• _DOCUMENT EXCERPT_
□ □ □

Extended syntax to perform error handling for lazy imports

While PEP-810 introduced a neat facility for lazy imports, it explicitly chose to omit any error handling, so codes that need to handle import errors must settle with either eager imports in try-excepts (and bear the cost of increased load times) or the workaround of lazily importing wrapper modules that handle import errors (and bear the cost of maintaining those small boilerplate modules that clutter up the repo).

This proposal aims to address the common use cases of handling import errors, which are needed more for lazy imports than for eager imports because it is more unrealistic to expect every first use of a lazy object to be wrapped in a try-except.

While there is already an ongoing discussion with a similar goal in Optional imports for optional dependencies, it focuses more on only one of the common use cases but not the several important others, so I believe a separate discussion is warranted for a more comprehensive solution.

As far as I can see, there are 4 common ways that an import error is handled:

  1. Import a simple drop-in replacement module:
try:
    import regex as re
except ImportError:
    import re
  1. Raise a custom exception:
try:
    import yaml
except ImportError:
    raise RuntimeError("Please install pyyaml.")
  1. Retry a failed import after resolving the issue:
try:
    import xlrd
except ImportError:
    os.system('pip install xlrd')
    import xlrd
  1. Import a mostly compatible replacement module that requires different initialization steps to produce the same set of names and flags (load_yaml and HAS_RUAMEL_YAML in the following example):
try:
    from ruamel.yaml import YAML
    load_yaml = YAML().load
    HAS_RUAMEL_YAML = True
except ImportError:
    from yaml import load as load_yaml
    HAS_RUAMEL_YAML = False

The Proposal

Introduce extended syntaxes for both eager and lazy imports that specify the behaviors upon anImportError.

Addressing the use cases listed above, the extended syntaxes below apply to both eager and lazy imports, in both import and from-import forms:

  1. Use [lazy] import <module 1> or <module 2> as <name> to specify a drop-in replacment for a failed import, e.g.:
lazy import regex or re as re
  1. Use [lazy] import <module> or raise <exception> to raise a custom exception on a failed import, e.g.:
lazy import yaml or raise RuntimeError("Please install pyyaml.")
  1. Use try [lazy] import <module> or: <suite> to specify a suite to perform on a failed import:
try lazy import xlrd or:
    os.system('pip install xlrd')
    import xlrd
  1. Use try [lazy] import <module 1> for <names>: <suite 1> to specify a suite to perform on a successful import in order to produce the names specified in the for clause, which, importantly for lazy imports, will become lazy objects that will trigger reification on access. An optional clause of or import <module 2>: <suite 2> specifies an alternative import and initialization steps upon a previous import failure in order to produce the same names. And an optional clause of else: <suite 3> specifies what to do when all the previous import clauses fail. An ImportError should be raised if an import clause succeeds but does not produce all of the names specified in the for clause. For example:
try lazy from ruamel.yaml import YAML for load_yaml, HAS_RUAMEL_YAML:
    load_yaml = YAML().load
    HAS_RUAMEL_YAML = True
or from yaml import load as load_yaml:
    HAS_RUAMEL_YAML = False
else:
    raise RuntimeError('No YAML loader installed.')

□ □ □

• _RAW RECORDS_
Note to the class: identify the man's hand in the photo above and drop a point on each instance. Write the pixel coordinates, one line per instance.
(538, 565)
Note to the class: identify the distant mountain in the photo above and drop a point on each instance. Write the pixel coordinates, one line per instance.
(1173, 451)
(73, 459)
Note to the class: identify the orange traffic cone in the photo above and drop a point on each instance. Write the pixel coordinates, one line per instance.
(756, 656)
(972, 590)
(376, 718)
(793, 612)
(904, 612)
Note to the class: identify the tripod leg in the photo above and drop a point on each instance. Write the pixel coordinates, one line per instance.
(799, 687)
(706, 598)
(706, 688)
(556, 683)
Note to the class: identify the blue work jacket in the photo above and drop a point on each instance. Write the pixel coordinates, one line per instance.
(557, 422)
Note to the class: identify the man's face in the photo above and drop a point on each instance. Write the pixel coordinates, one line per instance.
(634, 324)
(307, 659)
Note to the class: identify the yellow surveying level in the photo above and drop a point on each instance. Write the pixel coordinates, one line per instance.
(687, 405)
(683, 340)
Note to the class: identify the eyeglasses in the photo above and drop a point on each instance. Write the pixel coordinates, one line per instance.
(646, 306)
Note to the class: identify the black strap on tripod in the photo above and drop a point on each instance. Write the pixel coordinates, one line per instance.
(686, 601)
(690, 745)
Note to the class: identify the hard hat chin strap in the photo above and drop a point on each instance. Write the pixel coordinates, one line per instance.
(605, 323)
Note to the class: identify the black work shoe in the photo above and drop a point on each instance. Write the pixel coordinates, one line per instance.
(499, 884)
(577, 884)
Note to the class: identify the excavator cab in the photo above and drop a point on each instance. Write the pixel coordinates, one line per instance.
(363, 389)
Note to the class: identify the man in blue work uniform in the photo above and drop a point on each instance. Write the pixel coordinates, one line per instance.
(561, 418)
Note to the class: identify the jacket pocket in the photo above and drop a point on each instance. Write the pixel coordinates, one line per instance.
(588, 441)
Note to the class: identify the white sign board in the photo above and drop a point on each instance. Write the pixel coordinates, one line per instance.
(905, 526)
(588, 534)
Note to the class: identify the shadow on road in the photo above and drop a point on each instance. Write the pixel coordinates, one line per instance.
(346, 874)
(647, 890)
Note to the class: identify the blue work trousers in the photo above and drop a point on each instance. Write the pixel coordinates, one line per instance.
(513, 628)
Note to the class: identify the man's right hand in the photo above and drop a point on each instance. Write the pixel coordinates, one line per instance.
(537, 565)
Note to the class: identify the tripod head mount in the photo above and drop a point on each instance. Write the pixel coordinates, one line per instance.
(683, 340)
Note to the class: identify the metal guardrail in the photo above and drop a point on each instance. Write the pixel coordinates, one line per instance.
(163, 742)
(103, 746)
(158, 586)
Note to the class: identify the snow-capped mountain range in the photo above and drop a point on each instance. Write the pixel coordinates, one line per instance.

□ □ □

In the proposal on error handling for lazy imports, what should happen when an import clause succeeds but does not produce all of the names given in the for clause?

• _FULL ANSWER_
An ImportError should be raised.